ИСХОДНЫЕ ДАННЫЕ:
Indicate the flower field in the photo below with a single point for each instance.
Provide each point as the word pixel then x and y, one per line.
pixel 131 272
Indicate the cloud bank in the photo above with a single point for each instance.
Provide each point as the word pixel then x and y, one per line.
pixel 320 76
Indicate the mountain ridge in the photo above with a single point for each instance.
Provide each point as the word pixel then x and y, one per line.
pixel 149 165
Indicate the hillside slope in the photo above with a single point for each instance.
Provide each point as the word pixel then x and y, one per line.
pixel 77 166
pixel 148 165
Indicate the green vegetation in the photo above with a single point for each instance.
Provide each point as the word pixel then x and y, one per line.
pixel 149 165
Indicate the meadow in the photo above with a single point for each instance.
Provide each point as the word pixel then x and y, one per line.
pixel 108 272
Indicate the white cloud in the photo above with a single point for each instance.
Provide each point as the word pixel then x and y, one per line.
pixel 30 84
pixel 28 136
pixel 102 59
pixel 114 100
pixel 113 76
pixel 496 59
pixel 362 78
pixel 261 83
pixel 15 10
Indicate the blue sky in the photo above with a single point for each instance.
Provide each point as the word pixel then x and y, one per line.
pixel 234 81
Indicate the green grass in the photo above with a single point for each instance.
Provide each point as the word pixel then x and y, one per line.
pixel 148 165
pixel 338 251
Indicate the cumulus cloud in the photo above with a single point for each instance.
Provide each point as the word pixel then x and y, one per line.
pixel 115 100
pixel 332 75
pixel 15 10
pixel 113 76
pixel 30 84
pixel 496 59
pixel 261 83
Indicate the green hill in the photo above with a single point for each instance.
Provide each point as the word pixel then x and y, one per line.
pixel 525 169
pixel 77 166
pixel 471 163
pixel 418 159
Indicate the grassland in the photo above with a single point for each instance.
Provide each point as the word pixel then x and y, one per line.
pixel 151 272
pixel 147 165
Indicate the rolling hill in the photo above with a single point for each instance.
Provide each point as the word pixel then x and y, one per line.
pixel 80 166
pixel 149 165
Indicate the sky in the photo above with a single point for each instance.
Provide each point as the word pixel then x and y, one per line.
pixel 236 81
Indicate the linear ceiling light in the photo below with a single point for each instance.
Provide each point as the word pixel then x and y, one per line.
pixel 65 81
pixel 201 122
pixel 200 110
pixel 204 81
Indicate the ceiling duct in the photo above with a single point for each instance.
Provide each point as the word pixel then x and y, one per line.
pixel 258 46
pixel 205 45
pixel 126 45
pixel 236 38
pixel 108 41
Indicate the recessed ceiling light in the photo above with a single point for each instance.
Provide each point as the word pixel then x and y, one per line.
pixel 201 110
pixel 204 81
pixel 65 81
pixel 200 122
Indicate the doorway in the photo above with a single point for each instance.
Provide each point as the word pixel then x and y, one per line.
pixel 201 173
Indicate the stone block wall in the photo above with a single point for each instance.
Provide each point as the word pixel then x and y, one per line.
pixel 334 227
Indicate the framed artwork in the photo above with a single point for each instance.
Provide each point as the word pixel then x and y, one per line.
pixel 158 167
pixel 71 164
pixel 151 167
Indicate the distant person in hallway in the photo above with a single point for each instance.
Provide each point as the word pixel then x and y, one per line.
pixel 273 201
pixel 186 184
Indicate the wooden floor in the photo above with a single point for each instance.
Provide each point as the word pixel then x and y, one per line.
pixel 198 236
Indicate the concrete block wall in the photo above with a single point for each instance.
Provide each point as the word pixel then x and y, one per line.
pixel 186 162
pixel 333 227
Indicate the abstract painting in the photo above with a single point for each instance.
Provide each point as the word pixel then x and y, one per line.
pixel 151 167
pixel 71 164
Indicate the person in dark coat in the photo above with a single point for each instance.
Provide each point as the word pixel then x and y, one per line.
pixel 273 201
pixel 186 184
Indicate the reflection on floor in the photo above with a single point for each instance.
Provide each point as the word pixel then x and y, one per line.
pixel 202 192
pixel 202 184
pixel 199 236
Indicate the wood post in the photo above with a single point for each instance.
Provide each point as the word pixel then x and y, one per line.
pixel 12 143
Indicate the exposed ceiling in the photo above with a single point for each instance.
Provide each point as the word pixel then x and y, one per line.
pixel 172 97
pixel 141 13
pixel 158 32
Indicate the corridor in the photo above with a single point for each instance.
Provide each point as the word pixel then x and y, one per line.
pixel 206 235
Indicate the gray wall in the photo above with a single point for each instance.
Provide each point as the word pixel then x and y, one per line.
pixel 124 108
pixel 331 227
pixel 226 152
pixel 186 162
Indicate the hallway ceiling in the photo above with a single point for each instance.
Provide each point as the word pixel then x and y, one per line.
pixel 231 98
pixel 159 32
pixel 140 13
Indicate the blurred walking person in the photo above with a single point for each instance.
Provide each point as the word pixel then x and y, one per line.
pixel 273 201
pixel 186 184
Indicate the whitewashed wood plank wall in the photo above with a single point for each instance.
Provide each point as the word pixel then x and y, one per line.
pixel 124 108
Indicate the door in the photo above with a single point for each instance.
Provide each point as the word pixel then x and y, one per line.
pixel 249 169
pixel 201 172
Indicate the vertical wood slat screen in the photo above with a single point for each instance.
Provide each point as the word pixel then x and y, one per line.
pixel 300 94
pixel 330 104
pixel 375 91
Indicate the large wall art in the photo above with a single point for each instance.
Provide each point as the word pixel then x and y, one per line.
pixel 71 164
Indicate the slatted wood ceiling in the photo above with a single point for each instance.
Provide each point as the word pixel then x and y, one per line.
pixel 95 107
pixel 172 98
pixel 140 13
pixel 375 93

ЗАДАНИЕ К ВЫПОЛНЕНИЮ:
Замените в приведенных выше строках «single point» на «single dot» и выпишите их целиком, больше ничего не меняя.

РАЗОБРАННЫЙ ОТВЕТ:
Indicate the flower field in the photo below with a single dot for each instance.
Provide each point as the word pixel then x and y, one per line.
pixel 131 272
Indicate the cloud bank in the photo above with a single dot for each instance.
Provide each point as the word pixel then x and y, one per line.
pixel 320 76
Indicate the mountain ridge in the photo above with a single dot for each instance.
Provide each point as the word pixel then x and y, one per line.
pixel 149 165
Indicate the hillside slope in the photo above with a single dot for each instance.
Provide each point as the word pixel then x and y, one per line.
pixel 77 166
pixel 148 165
Indicate the green vegetation in the photo above with a single dot for each instance.
Provide each point as the word pixel then x and y, one per line.
pixel 149 165
Indicate the meadow in the photo above with a single dot for each instance.
Provide each point as the word pixel then x and y, one per line.
pixel 108 272
Indicate the white cloud in the photo above with a single dot for each instance.
Provide each point as the word pixel then x and y, one per line.
pixel 30 84
pixel 28 136
pixel 102 59
pixel 114 100
pixel 113 76
pixel 496 59
pixel 362 78
pixel 261 83
pixel 15 10
Indicate the blue sky in the photo above with a single dot for each instance.
Provide each point as the word pixel then x and y, one per line.
pixel 234 81
Indicate the green grass in the photo above with a single dot for each instance.
Provide each point as the word pixel then x and y, one per line.
pixel 148 165
pixel 338 251
Indicate the cumulus cloud in the photo above with a single dot for each instance.
Provide each point as the word pixel then x and y, one per line.
pixel 115 100
pixel 332 75
pixel 15 10
pixel 113 76
pixel 30 84
pixel 496 59
pixel 261 83
Indicate the green hill in the photo above with a single dot for each instance.
Provide each point as the word pixel then x and y, one per line.
pixel 525 169
pixel 77 166
pixel 471 163
pixel 418 159
Indicate the grassland in the photo above with a single dot for each instance.
Provide each point as the word pixel then x and y, one per line.
pixel 151 272
pixel 147 165
Indicate the rolling hill in the photo above with a single dot for each instance.
Provide each point as the word pixel then x and y, one per line.
pixel 80 166
pixel 149 165
Indicate the sky in the photo above with a single dot for each instance.
Provide each point as the word pixel then x and y, one per line.
pixel 236 81
Indicate the linear ceiling light in the photo below with a single dot for each instance.
Provide each point as the word pixel then x and y, one per line.
pixel 65 81
pixel 201 122
pixel 200 110
pixel 204 81
Indicate the ceiling duct in the photo above with a single dot for each instance.
Provide each point as the word pixel then x and y, one per line.
pixel 258 46
pixel 205 45
pixel 126 45
pixel 236 38
pixel 108 41
Indicate the recessed ceiling light in the photo above with a single dot for each instance.
Provide each point as the word pixel then x and y, one per line.
pixel 201 110
pixel 204 81
pixel 65 81
pixel 200 122
Indicate the doorway in the photo above with a single dot for each instance.
Provide each point as the word pixel then x and y, one per line.
pixel 201 173
Indicate the stone block wall in the photo above with a single dot for each instance.
Provide each point as the word pixel then x and y, one per line.
pixel 334 227
Indicate the framed artwork in the photo above with a single dot for each instance.
Provide each point as the word pixel then x and y, one per line.
pixel 158 167
pixel 71 164
pixel 151 167
Indicate the distant person in hallway in the photo above with a single dot for each instance.
Provide each point as the word pixel then x and y, one per line.
pixel 273 201
pixel 186 184
Indicate the wooden floor in the photo above with a single dot for each instance.
Provide each point as the word pixel then x and y, one per line.
pixel 198 236
Indicate the concrete block wall in the photo above with a single dot for each instance.
Provide each point as the word pixel then x and y, one per line.
pixel 186 162
pixel 333 227
Indicate the abstract painting in the photo above with a single dot for each instance.
Provide each point as the word pixel then x and y, one per line.
pixel 151 167
pixel 71 164
Indicate the person in dark coat in the photo above with a single dot for each instance.
Provide each point as the word pixel then x and y, one per line.
pixel 273 201
pixel 186 184
Indicate the reflection on floor in the photo above with a single dot for each instance.
Provide each point as the word pixel then x and y, one per line.
pixel 202 192
pixel 202 184
pixel 199 236
Indicate the wood post in the photo above with a single dot for each instance.
Provide each point as the word pixel then x and y, one per line.
pixel 12 143
Indicate the exposed ceiling in the photo above with a single dot for each instance.
Provide each point as the word pixel then x and y, one per line.
pixel 172 97
pixel 141 13
pixel 158 32
Indicate the corridor in the photo above with a single dot for each instance.
Provide each point as the word pixel then x and y, one per line.
pixel 206 235
Indicate the gray wall in the photo above with a single dot for each instance.
Provide each point as the word pixel then x and y, one per line.
pixel 124 108
pixel 331 227
pixel 226 152
pixel 186 162
Indicate the hallway ceiling in the photo above with a single dot for each instance.
Provide each point as the word pixel then x and y, one per line.
pixel 231 98
pixel 159 32
pixel 140 13
Indicate the blurred walking person in the photo above with a single dot for each instance.
Provide each point as the word pixel then x and y, one per line.
pixel 273 201
pixel 186 184
Indicate the whitewashed wood plank wall in the photo above with a single dot for each instance.
Provide each point as the word pixel then x and y, one per line.
pixel 124 108
Indicate the door in the photo above with a single dot for each instance.
Provide each point as the word pixel then x and y, one per line.
pixel 249 169
pixel 201 172
Indicate the vertical wood slat screen in the photo above with a single dot for each instance.
Provide each point as the word pixel then x and y, one per line.
pixel 300 94
pixel 330 104
pixel 375 91
Indicate the large wall art in the photo above with a single dot for each instance.
Provide each point as the word pixel then x and y, one per line.
pixel 71 164
Indicate the slatted wood ceiling in the photo above with a single dot for each instance.
Provide each point as the word pixel then x and y, one per line.
pixel 95 107
pixel 172 98
pixel 140 13
pixel 375 93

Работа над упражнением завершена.